GIVEN PROBLEM 1 -> In the charter school editorial, rewrite everything from "Now the Legislature" down to "have outstanding schools.", putting "Florida Legislature" wherever "Legislature" appears.
GIVEN PROBLEM 2 -> According to the charter school editorial, which two counties both have outstanding schools?
GIVEN PROBLEM 3 -> List the counties the charter school editorial names as mostly Republican-dominated counties with high-quality public school districts.

PAGE EXTRACT ->
start
That was then. The three charter schools withdrew their applications, although two have vowed to return.
We don’t know what forces played out behind the scenes to get them to withdraw, but we suspect that Thrasher, a leader in the state charter school movement, had a big role in making that happen. For that, we thank him.
Now the Legislature is in session, and there are plenty of issues before them on charter schools, but none addresses the concerns both Thrasher and we raised last fall.
Thrasher said then that the big charter schools should go into places where schools are failing. We agree. That’s not St. Johns County.
And yet there is nothing in any of the proposed legislation that steers the big for-profit charter schools to districts that are failing, and directs them away from places like St. Johns and Flagler counties, both of which have outstanding schools.
This is a missed opportunity if the Legislature doesn’t do something to ensure that the big privately run charter schools go to struggling districts that might benefit from them and not go to successful districts, like St. Johns and Flagler. In districts like these, the big for-profit charter school companies would only drain resources from public schools, and do nothing to help the struggling school districts.
It would seem that the Republican-controlled Legislature would want to preserve the high-quality public school districts that are all over Florida, and are in mostly Republican-dominated counties, such as Nassau, Flagler, Martin, Santa Rosa, St. Johns and so many more. If Republican lawmakers want to hear their constituents scream, just wait until the big charter schools start draining resources from the public schools their constituents love.
We urge the Legislature to ensure that the big privately operated charter schools stay in struggling districts.
After all, listen to the advocates of the big charter schools. They say school choice is a “civil rights” issue and that children should not have to stay in failing schools. If they believe that, then they should eagerly embrace laws that require that the big privately run charter schools operate only in districts — both urban and rural — that have failing schools.
end
MATERIAL SUPPLIED ->
start
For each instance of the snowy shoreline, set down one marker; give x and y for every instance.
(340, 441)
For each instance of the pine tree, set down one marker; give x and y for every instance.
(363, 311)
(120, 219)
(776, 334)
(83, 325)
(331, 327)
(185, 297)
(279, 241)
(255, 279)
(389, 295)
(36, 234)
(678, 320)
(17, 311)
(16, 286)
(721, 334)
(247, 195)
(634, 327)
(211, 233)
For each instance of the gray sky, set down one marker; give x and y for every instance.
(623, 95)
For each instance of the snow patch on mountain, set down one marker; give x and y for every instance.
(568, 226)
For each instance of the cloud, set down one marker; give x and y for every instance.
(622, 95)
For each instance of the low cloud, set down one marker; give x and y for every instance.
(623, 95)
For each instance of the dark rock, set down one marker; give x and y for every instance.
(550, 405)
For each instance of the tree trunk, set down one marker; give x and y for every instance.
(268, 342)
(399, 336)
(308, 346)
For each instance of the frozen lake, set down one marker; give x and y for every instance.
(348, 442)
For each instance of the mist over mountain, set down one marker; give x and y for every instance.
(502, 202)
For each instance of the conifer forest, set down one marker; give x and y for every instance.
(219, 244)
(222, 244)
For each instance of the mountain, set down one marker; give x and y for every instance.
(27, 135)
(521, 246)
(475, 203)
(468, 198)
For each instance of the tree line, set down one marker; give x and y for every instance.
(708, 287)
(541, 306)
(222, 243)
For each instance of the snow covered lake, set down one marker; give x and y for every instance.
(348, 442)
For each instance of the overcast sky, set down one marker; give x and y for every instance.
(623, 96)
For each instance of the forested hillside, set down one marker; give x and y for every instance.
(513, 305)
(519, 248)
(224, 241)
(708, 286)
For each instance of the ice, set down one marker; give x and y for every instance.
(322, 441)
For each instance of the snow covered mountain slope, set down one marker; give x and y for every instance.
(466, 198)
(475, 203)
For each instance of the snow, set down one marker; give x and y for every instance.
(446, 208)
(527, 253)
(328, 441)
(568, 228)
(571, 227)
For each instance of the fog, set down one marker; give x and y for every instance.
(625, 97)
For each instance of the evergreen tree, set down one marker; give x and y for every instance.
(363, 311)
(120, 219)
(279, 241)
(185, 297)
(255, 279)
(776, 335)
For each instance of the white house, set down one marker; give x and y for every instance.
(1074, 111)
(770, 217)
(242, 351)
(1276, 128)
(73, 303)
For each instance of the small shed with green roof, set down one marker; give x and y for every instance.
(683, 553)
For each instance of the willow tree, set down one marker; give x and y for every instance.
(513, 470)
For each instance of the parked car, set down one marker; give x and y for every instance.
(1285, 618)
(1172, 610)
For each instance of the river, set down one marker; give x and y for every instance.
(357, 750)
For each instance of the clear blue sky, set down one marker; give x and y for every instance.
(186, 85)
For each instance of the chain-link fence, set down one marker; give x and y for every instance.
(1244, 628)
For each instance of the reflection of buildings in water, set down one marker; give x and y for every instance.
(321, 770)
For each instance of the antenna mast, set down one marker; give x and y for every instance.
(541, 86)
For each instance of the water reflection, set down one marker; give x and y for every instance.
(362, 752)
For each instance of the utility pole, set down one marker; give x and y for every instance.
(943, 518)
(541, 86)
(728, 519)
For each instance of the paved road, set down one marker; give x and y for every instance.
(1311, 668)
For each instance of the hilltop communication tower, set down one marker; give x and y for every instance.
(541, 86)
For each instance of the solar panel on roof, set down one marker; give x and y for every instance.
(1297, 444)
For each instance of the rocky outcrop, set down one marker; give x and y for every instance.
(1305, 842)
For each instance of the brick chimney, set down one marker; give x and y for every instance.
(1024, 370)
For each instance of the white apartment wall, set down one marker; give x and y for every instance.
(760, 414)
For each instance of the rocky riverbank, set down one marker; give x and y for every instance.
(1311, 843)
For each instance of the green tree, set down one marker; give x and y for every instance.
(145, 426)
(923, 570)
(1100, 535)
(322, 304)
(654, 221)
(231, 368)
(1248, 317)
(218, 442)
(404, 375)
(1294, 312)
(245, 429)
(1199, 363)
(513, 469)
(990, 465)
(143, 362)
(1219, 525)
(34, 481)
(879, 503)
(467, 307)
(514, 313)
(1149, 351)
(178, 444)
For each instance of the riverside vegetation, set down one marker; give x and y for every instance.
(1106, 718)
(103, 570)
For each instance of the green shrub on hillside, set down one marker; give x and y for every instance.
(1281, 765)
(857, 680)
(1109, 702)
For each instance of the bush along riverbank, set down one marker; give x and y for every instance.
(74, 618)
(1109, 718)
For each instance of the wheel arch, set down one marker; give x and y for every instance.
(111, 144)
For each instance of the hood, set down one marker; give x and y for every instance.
end
CORRECT RESULT 1 ->
Now the Florida Legislature is in session, and there are plenty of issues before them on charter schools, but none addresses the concerns both Thrasher and we raised last fall.
Thrasher said then that the big charter schools should go into places where schools are failing. We agree. That’s not St. Johns County.
And yet there is nothing in any of the proposed legislation that steers the big for-profit charter schools to districts that are failing, and directs them away from places like St. Johns and Flagler counties, both of which have outstanding schools.

CORRECT RESULT 2 -> St. Johns and Flagler counties.

CORRECT RESULT 3 -> Nassau, Flagler, Martin, Santa Rosa, St. Johns